*Exercise directions:* Format the data below as a JSON list of strings, one string per line, from the first line through the line containing "x=490, y=553", with both ends included. Leave out blank lines and everything after that line.

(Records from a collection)
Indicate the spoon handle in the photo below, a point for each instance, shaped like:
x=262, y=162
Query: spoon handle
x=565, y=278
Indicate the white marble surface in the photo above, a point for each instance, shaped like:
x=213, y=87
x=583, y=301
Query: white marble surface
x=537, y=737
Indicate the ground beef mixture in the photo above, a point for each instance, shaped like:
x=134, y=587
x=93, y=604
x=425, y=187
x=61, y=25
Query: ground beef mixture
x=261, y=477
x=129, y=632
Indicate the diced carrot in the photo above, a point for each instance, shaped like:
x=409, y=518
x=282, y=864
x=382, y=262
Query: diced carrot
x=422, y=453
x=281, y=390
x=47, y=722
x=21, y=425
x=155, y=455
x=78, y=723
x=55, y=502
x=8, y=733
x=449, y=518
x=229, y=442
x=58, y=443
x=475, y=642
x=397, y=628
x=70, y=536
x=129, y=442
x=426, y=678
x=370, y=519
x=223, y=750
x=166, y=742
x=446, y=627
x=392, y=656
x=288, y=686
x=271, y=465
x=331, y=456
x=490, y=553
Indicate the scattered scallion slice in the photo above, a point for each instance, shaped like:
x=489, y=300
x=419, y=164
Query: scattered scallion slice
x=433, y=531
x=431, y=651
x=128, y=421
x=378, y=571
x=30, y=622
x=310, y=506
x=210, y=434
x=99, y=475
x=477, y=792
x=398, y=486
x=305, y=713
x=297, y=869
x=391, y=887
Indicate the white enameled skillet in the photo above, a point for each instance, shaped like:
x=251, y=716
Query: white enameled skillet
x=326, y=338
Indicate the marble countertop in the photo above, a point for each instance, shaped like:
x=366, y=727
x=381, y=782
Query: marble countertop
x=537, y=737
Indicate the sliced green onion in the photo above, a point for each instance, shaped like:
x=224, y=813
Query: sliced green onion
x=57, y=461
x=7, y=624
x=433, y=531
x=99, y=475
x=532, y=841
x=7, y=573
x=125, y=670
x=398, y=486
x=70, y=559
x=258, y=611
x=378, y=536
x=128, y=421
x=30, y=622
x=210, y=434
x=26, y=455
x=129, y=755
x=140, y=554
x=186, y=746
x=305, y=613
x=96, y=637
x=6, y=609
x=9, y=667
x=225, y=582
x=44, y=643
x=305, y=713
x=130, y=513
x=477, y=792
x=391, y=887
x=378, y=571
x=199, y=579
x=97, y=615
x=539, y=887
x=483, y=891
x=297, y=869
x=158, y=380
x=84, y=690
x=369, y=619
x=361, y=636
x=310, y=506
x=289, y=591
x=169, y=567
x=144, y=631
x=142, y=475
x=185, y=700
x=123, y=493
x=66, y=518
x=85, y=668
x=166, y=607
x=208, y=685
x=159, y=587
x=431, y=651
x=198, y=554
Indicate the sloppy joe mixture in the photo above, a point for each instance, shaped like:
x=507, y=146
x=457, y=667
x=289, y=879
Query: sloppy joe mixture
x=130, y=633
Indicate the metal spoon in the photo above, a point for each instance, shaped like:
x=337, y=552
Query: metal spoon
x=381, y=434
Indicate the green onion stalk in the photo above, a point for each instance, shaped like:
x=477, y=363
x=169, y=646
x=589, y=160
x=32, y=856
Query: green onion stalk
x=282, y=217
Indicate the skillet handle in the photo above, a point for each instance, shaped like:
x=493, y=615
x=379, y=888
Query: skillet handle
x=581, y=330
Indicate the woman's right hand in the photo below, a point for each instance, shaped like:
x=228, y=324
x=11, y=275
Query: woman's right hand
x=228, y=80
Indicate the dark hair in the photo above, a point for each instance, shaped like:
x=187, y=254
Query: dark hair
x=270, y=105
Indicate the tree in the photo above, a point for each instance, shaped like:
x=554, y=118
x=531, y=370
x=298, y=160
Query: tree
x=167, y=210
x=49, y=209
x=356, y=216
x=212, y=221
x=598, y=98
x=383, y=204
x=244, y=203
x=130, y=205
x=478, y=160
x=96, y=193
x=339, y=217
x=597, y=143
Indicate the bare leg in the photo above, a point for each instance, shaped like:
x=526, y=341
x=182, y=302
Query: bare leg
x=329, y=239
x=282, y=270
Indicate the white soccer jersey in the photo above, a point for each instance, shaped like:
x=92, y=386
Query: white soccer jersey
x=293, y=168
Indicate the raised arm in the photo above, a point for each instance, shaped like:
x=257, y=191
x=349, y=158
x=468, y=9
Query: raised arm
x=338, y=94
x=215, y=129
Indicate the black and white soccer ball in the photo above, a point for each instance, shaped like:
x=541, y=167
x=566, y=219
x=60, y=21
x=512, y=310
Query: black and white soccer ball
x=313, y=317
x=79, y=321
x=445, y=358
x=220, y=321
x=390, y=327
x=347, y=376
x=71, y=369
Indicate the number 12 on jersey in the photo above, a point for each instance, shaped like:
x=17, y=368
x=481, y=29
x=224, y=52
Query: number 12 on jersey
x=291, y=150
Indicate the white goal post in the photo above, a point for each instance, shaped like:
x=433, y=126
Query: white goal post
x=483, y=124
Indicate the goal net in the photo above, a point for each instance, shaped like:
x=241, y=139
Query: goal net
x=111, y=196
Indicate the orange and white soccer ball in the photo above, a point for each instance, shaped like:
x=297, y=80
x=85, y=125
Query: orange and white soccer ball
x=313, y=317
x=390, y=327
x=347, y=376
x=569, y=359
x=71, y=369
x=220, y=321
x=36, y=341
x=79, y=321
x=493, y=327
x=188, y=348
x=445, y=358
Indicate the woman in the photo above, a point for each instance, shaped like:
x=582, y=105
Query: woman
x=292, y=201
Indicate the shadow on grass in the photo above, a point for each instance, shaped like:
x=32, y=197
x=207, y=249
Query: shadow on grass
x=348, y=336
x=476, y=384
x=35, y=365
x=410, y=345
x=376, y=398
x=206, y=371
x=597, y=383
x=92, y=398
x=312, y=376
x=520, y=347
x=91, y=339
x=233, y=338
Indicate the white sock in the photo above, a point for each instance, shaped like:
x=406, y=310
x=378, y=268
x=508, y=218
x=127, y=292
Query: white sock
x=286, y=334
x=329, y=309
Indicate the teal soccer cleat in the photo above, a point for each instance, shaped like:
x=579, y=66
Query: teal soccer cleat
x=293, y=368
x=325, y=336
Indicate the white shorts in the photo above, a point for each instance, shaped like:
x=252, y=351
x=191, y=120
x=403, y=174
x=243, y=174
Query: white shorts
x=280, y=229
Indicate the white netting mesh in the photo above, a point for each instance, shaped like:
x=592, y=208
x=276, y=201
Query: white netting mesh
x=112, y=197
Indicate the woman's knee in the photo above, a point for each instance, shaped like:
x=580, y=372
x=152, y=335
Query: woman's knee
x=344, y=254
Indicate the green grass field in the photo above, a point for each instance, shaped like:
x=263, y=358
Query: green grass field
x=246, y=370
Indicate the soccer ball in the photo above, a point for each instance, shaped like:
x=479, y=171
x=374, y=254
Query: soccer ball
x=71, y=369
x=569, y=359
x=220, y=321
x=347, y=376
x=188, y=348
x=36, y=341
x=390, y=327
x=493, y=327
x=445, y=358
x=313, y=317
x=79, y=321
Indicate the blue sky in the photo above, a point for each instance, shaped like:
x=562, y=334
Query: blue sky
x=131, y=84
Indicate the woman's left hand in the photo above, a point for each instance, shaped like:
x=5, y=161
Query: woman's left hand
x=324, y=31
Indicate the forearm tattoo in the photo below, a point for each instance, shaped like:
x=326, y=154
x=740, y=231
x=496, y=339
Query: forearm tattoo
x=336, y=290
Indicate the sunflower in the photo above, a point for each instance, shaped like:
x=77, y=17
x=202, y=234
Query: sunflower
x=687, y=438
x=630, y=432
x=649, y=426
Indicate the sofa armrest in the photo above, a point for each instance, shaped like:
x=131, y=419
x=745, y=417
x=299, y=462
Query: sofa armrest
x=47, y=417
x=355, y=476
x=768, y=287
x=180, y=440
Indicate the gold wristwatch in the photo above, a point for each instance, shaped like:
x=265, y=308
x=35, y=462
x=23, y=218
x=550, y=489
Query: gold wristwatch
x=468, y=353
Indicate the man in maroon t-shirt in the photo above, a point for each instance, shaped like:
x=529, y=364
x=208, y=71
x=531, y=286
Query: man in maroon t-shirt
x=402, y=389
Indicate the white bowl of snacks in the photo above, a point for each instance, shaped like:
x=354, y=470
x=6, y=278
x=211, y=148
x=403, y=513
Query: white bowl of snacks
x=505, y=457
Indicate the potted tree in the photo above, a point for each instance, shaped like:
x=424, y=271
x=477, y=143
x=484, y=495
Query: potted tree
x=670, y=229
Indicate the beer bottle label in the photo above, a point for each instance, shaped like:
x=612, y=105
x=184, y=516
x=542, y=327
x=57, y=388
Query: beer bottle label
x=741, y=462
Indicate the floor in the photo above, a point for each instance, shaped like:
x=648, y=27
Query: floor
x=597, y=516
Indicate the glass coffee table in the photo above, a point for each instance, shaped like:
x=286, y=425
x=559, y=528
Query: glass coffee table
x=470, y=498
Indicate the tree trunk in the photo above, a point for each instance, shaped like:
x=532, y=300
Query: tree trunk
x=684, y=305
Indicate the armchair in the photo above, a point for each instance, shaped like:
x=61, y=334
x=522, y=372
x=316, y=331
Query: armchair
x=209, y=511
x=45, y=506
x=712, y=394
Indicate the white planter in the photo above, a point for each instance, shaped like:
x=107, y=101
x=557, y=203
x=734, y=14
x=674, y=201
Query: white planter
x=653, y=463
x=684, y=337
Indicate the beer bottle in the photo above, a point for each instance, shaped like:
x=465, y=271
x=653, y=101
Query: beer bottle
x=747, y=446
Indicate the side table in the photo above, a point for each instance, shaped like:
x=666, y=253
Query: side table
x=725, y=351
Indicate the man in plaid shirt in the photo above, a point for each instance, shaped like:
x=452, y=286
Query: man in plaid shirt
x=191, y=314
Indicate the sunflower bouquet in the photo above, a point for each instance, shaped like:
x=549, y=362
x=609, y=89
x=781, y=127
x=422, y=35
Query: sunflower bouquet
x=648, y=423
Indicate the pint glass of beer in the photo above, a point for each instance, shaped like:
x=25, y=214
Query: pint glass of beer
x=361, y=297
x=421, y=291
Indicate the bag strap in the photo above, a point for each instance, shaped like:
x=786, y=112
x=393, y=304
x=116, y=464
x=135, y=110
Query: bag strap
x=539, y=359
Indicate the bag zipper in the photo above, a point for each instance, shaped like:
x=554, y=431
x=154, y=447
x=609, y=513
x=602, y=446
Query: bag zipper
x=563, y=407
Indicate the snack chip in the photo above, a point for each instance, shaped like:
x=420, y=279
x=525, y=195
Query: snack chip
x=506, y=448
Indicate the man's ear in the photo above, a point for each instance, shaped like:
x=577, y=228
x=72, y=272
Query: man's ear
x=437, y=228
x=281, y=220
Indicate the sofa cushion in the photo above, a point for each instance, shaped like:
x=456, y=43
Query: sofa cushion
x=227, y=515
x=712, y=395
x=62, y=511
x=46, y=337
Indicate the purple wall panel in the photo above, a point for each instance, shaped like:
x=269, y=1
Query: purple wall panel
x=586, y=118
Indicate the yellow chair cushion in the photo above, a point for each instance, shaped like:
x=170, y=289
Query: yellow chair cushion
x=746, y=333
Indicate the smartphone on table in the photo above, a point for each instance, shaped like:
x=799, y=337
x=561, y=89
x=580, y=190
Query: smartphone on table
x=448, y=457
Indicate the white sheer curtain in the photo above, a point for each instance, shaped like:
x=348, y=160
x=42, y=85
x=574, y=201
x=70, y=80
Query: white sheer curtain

*Final result:*
[
  "Indicate the spoon handle in the photo below, a point for each instance, shaped like:",
  "x=262, y=162",
  "Query: spoon handle",
  "x=565, y=278",
  "Indicate the white marble surface in the photo above, a point for each instance, shaped like:",
  "x=213, y=87",
  "x=583, y=301",
  "Query: white marble surface",
  "x=537, y=737",
  "Indicate the ground beef mixture in the photo above, a point for each instance, shaped like:",
  "x=134, y=587",
  "x=93, y=604",
  "x=425, y=187",
  "x=61, y=25",
  "Query: ground beef mixture",
  "x=261, y=477",
  "x=129, y=632",
  "Indicate the diced carrot in the photo above, a point for each instance, shaped like:",
  "x=409, y=518",
  "x=282, y=864",
  "x=382, y=262",
  "Query: diced carrot",
  "x=422, y=453",
  "x=281, y=390",
  "x=47, y=722",
  "x=21, y=425",
  "x=155, y=455",
  "x=78, y=723",
  "x=55, y=502",
  "x=8, y=733",
  "x=449, y=518",
  "x=229, y=442",
  "x=58, y=443",
  "x=475, y=642",
  "x=397, y=628",
  "x=70, y=536",
  "x=129, y=442",
  "x=426, y=678",
  "x=370, y=519",
  "x=223, y=750",
  "x=166, y=742",
  "x=446, y=627",
  "x=392, y=656",
  "x=288, y=686",
  "x=271, y=465",
  "x=331, y=456",
  "x=490, y=553"
]